- Available data:
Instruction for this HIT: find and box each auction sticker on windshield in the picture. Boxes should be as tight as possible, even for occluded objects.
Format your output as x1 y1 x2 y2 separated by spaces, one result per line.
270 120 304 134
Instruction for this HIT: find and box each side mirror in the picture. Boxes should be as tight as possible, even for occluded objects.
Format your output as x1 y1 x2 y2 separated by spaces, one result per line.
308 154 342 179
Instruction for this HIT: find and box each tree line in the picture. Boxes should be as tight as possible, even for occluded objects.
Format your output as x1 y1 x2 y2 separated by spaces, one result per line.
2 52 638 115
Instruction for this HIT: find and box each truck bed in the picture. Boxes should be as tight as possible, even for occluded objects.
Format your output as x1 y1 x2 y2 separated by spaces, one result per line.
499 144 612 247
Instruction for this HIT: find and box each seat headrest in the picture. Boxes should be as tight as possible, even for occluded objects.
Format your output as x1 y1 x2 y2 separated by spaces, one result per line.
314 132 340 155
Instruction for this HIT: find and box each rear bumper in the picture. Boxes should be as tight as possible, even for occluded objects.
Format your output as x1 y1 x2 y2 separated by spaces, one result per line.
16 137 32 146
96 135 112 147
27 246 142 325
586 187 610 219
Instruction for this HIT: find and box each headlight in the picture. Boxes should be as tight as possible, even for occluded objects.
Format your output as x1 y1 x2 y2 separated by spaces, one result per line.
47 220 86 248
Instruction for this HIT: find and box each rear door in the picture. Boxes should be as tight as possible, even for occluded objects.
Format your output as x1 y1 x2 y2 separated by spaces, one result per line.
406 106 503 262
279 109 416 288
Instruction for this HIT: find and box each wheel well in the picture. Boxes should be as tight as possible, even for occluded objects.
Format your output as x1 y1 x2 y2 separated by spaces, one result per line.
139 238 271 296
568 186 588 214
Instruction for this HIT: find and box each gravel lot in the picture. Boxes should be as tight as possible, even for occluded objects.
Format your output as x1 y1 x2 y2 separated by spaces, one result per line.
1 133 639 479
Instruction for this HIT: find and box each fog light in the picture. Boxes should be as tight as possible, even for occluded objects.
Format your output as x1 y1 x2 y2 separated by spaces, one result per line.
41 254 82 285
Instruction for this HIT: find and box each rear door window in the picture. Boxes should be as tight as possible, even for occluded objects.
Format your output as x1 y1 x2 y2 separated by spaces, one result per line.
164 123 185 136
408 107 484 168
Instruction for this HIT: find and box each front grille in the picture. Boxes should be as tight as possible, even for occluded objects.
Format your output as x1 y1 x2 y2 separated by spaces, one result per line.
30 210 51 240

---

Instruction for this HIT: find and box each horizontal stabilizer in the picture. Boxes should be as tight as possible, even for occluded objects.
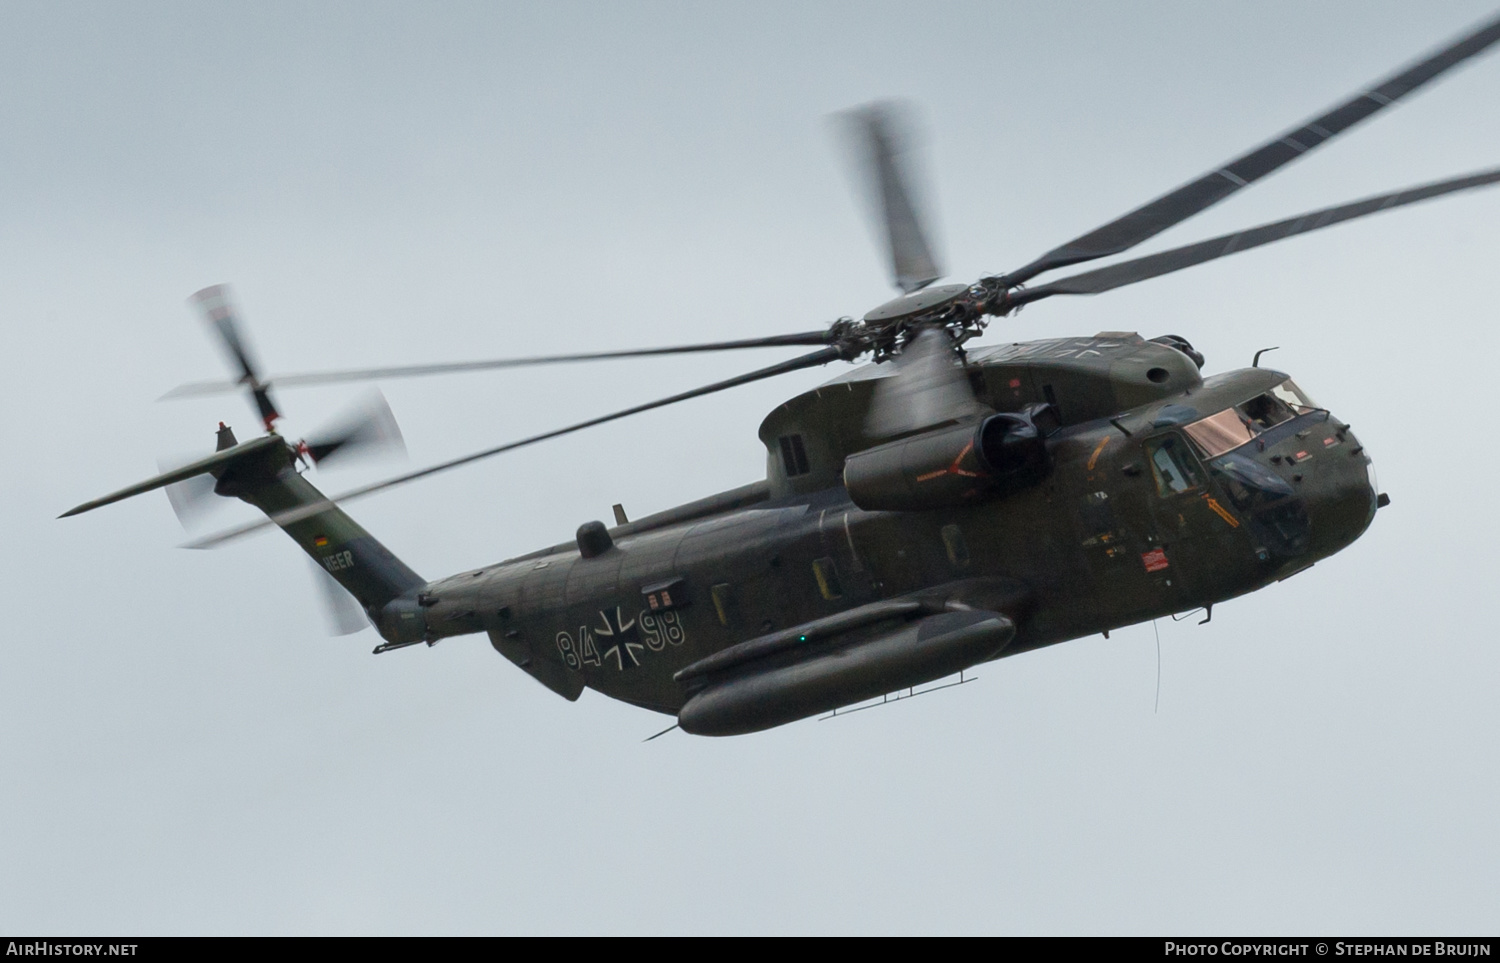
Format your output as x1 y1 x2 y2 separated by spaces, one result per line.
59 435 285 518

- Aim of the exercise: Within the entries, count the lines that contain the word "door". Give that number and no more.

- Task result: 2